Freezing – How to Tell if a Vegetarian Recipe is Suitable for Freezing

freezingvegetarian

I am a vegetarian looking to save time. I thought cooking in large batches and freezing would be a good option. However, I don't know which of my recipes are freezable and which are not, how can I tell? Are there certain ingredients that make a recipe non-freezable, or is it only possible to tell on a case-by-case basis, and if so what are the criteria?

Otherwise, are there good online resources for healthy, freezable, vegetarian recipes? Or, can anyone share any suitable recipes they recommend?

Best Answer

Freezing is bad for things which have a special structure and lots of water. Everything else should be OK with freezing.

The prime example of a thing which behaves badly when frozen is a fruit. It consists mostly of water, but is firm instead of liquid because the water is contained within a cellulose structure created by the cell walls of the fruit. When you freeze it, the water turns to sharp ice crystals, which also expand in volume (water is one of the few liquids which does that upon freezing), and they hurt the cell walls. When you defrost the fruit, it turns terribly soft, and all the juice runs out. It is practically like maceration without the sugar. You can use the fruit for cooking, e.g. for a jelly, but it is not the same thing as a fresh fruit.

__Exercise tasks__.
A: Reproduce the passage of the freezing text from "freezingvegetarian" to "OK with freezing.".
B: Answer these questions using the freezing text:
(i) What does the asker hope to save by cooking in large batches and freezing?
(ii) According to the best answer, what kinds of things is freezing bad for?
(iii) What does the water in a fruit turn into when the fruit is frozen?
The items that follow were drawn from a separate source.

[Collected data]
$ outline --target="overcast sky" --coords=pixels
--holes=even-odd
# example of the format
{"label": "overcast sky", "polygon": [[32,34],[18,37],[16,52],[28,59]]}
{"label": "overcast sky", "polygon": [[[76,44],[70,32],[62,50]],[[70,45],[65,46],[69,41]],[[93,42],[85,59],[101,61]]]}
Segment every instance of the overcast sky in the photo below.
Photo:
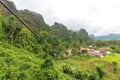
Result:
{"label": "overcast sky", "polygon": [[47,24],[59,22],[68,29],[89,34],[120,33],[120,0],[11,0],[18,9],[40,13]]}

__Responses for each task__.
A:
freezingvegetarian

I am a vegetarian looking to save time. I thought cooking in large batches and freezing would be a good option. However, I don't know which of my recipes are freezable and which are not, how can I tell? Are there certain ingredients that make a recipe non-freezable, or is it only possible to tell on a case-by-case basis, and if so what are the criteria?

Otherwise, are there good online resources for healthy, freezable, vegetarian recipes? Or, can anyone share any suitable recipes they recommend?

Best Answer

Freezing is bad for things which have a special structure and lots of water. Everything else should be OK with freezing.

B:
(i) Time.
(ii) Things that have a special structure and lots of water.
(iii) Sharp ice crystals, which also expand in volume.